+++ MATERIAL TO PROCESS
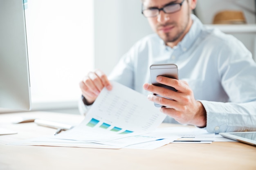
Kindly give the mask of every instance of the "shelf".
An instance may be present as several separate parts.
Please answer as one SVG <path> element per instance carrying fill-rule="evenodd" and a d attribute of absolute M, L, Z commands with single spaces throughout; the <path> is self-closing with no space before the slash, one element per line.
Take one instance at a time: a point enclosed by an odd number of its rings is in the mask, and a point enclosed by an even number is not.
<path fill-rule="evenodd" d="M 204 24 L 209 28 L 216 28 L 225 33 L 256 33 L 256 24 Z"/>

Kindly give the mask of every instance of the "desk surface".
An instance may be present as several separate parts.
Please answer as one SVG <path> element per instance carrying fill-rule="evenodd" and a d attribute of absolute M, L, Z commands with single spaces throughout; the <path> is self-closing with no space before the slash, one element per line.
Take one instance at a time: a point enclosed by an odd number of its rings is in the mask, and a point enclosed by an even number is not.
<path fill-rule="evenodd" d="M 240 142 L 173 143 L 153 150 L 6 145 L 56 130 L 33 122 L 11 123 L 20 116 L 77 123 L 83 119 L 79 115 L 43 112 L 0 114 L 0 128 L 18 132 L 0 135 L 0 170 L 256 169 L 256 147 Z"/>

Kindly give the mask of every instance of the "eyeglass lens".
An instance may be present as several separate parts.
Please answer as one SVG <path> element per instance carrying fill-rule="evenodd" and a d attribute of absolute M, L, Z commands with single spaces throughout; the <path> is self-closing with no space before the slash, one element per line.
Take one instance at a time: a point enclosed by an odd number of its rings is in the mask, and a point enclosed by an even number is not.
<path fill-rule="evenodd" d="M 179 11 L 181 8 L 179 4 L 171 4 L 164 7 L 162 10 L 165 13 L 173 13 Z M 161 9 L 157 8 L 146 9 L 143 10 L 143 14 L 146 17 L 153 17 L 157 16 Z"/>

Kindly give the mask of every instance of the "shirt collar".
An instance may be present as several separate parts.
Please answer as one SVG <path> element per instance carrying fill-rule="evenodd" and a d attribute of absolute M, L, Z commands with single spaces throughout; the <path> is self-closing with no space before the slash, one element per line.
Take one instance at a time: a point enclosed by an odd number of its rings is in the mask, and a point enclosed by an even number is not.
<path fill-rule="evenodd" d="M 203 25 L 199 19 L 194 14 L 191 14 L 191 17 L 193 21 L 193 23 L 189 31 L 185 35 L 182 40 L 176 46 L 171 48 L 169 46 L 166 45 L 164 41 L 161 39 L 160 43 L 164 46 L 166 49 L 168 51 L 174 50 L 178 47 L 180 47 L 182 50 L 186 51 L 193 44 L 195 40 L 196 40 L 202 30 Z"/>

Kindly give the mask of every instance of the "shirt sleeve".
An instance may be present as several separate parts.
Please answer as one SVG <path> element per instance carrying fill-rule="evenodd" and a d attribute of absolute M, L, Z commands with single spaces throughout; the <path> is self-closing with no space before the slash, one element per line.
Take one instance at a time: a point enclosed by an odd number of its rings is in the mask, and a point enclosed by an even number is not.
<path fill-rule="evenodd" d="M 218 68 L 228 102 L 201 100 L 210 132 L 256 130 L 256 64 L 240 41 L 222 44 Z"/>

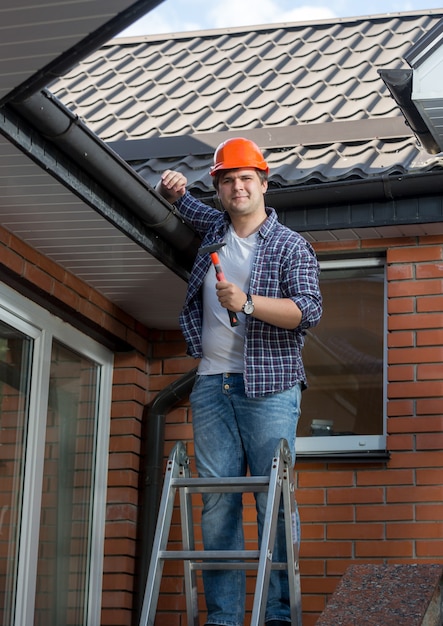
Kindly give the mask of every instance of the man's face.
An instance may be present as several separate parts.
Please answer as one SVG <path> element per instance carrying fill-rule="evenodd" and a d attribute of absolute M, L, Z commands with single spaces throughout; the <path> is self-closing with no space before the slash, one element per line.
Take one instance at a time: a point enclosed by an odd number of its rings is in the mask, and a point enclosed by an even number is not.
<path fill-rule="evenodd" d="M 267 181 L 262 181 L 253 168 L 226 170 L 218 183 L 218 197 L 232 217 L 264 211 Z"/>

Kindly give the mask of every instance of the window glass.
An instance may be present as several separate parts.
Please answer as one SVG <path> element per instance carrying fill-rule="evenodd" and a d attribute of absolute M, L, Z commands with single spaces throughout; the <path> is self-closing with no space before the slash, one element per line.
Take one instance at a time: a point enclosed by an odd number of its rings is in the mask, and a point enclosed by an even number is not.
<path fill-rule="evenodd" d="M 300 452 L 384 446 L 384 267 L 322 268 L 324 313 L 306 336 Z"/>
<path fill-rule="evenodd" d="M 32 339 L 0 321 L 0 623 L 13 622 Z"/>
<path fill-rule="evenodd" d="M 35 626 L 84 623 L 94 488 L 98 367 L 52 344 Z"/>

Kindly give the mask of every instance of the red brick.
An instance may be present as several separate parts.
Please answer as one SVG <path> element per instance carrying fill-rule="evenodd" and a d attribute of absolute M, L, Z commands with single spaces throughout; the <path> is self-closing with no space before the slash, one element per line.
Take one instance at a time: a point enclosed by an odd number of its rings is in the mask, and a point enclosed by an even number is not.
<path fill-rule="evenodd" d="M 382 504 L 356 507 L 356 520 L 363 521 L 388 521 L 388 520 L 413 520 L 413 504 Z"/>
<path fill-rule="evenodd" d="M 389 383 L 389 398 L 432 398 L 443 396 L 443 381 Z"/>
<path fill-rule="evenodd" d="M 386 276 L 388 282 L 392 282 L 394 280 L 410 280 L 411 278 L 414 278 L 412 264 L 388 265 Z"/>
<path fill-rule="evenodd" d="M 442 287 L 443 281 L 438 279 L 399 281 L 388 285 L 388 298 L 439 295 Z"/>
<path fill-rule="evenodd" d="M 386 502 L 440 502 L 442 499 L 443 485 L 395 485 L 386 488 Z"/>
<path fill-rule="evenodd" d="M 388 300 L 388 315 L 415 313 L 415 298 L 390 298 Z"/>
<path fill-rule="evenodd" d="M 416 334 L 411 330 L 398 330 L 388 333 L 388 348 L 411 348 L 415 345 Z"/>
<path fill-rule="evenodd" d="M 443 433 L 427 433 L 417 435 L 417 450 L 443 451 Z"/>
<path fill-rule="evenodd" d="M 389 350 L 389 364 L 438 363 L 443 360 L 443 346 L 426 348 L 393 348 Z"/>
<path fill-rule="evenodd" d="M 358 558 L 374 558 L 376 556 L 412 558 L 414 556 L 414 542 L 407 540 L 357 541 L 355 543 L 355 556 Z"/>
<path fill-rule="evenodd" d="M 443 289 L 443 283 L 442 283 Z M 423 328 L 439 328 L 441 326 L 441 313 L 417 313 L 416 315 L 391 315 L 388 317 L 388 329 L 408 330 Z"/>
<path fill-rule="evenodd" d="M 417 367 L 417 380 L 443 380 L 443 363 L 419 365 Z"/>
<path fill-rule="evenodd" d="M 414 403 L 412 400 L 390 399 L 387 408 L 388 417 L 397 417 L 414 414 Z M 390 423 L 390 420 L 388 424 Z"/>
<path fill-rule="evenodd" d="M 412 381 L 415 379 L 415 367 L 413 365 L 391 365 L 388 368 L 388 380 Z"/>
<path fill-rule="evenodd" d="M 431 311 L 443 311 L 443 296 L 426 296 L 417 300 L 417 311 L 428 313 Z"/>

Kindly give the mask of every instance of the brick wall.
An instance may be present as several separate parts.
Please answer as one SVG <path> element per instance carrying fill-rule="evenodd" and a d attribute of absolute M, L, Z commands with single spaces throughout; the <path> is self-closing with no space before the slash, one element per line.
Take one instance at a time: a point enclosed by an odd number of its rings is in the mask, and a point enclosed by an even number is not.
<path fill-rule="evenodd" d="M 409 237 L 316 246 L 320 257 L 387 252 L 390 460 L 298 462 L 304 626 L 315 624 L 350 564 L 443 563 L 442 244 L 443 237 Z M 153 354 L 153 392 L 193 365 L 177 333 L 159 335 Z M 187 403 L 168 415 L 165 455 L 177 439 L 192 455 L 190 423 Z M 252 505 L 245 516 L 253 537 Z M 165 579 L 158 625 L 186 626 L 177 567 Z"/>
<path fill-rule="evenodd" d="M 443 237 L 409 237 L 317 246 L 319 255 L 387 250 L 391 458 L 298 463 L 304 626 L 315 624 L 351 563 L 443 563 L 442 244 Z M 134 346 L 115 358 L 102 611 L 102 626 L 130 626 L 143 408 L 195 363 L 179 331 L 147 331 L 2 228 L 0 263 Z M 165 459 L 178 439 L 192 458 L 187 402 L 167 415 L 165 435 Z M 252 502 L 245 517 L 252 541 Z M 177 539 L 178 516 L 174 523 Z M 165 574 L 158 625 L 185 626 L 180 572 L 171 564 Z"/>
<path fill-rule="evenodd" d="M 114 362 L 101 620 L 102 626 L 130 626 L 141 419 L 149 399 L 149 333 L 83 281 L 0 227 L 2 266 L 133 346 L 115 354 Z"/>

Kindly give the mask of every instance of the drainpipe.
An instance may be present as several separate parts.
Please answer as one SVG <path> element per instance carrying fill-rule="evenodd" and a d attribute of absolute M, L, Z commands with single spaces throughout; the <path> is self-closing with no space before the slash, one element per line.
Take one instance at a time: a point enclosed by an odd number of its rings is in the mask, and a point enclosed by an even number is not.
<path fill-rule="evenodd" d="M 161 498 L 165 418 L 173 406 L 189 396 L 196 372 L 196 368 L 192 369 L 165 387 L 143 411 L 142 467 L 140 471 L 142 484 L 137 523 L 137 552 L 139 556 L 136 574 L 135 611 L 133 612 L 134 624 L 138 624 L 140 621 Z"/>
<path fill-rule="evenodd" d="M 11 108 L 64 152 L 100 185 L 129 207 L 156 235 L 181 255 L 181 264 L 192 267 L 200 245 L 195 231 L 159 193 L 126 161 L 111 150 L 72 111 L 47 89 Z"/>

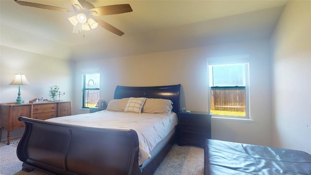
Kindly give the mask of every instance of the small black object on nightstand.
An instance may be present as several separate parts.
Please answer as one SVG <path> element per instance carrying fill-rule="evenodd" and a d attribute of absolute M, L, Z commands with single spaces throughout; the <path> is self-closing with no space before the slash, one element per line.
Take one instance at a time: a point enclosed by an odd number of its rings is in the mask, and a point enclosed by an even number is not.
<path fill-rule="evenodd" d="M 101 110 L 106 109 L 105 108 L 99 108 L 99 107 L 90 107 L 89 113 L 93 113 L 97 111 L 100 111 Z"/>

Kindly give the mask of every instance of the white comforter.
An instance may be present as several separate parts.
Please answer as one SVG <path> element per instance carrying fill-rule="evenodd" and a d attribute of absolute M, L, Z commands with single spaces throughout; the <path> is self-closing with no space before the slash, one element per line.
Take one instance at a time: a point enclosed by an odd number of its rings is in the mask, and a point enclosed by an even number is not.
<path fill-rule="evenodd" d="M 171 114 L 135 114 L 105 110 L 47 121 L 89 127 L 133 129 L 137 133 L 139 140 L 139 165 L 147 158 L 151 158 L 151 151 L 178 123 L 177 115 L 173 112 Z"/>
++++++
=== WORK REQUIRED ===
Please repeat the records from the line containing "Kindly give the mask of every instance of the red" through the line containing "389 383 L 389", swapping "red brick" for "gray brick" and leaving everything else unchanged.

=== OUTPUT FOR THIS EXERCISE ===
Kindly give the mask of every instance of the gray brick.
An instance may be present as several separate parts.
Please answer as one SVG <path> element per instance carrying fill-rule="evenodd" and a d attribute of absolute M, L, Z commands with single spaces throughout; the <path> is self-closing with no space before the slash, one element per line.
Take one instance at a time: a point enclosed by an odd number of its rings is in the mask, and a point enclosed by an even number is not.
<path fill-rule="evenodd" d="M 382 504 L 356 507 L 356 520 L 363 521 L 388 521 L 388 520 L 413 520 L 413 504 Z"/>
<path fill-rule="evenodd" d="M 389 383 L 389 398 L 432 398 L 443 396 L 443 381 Z"/>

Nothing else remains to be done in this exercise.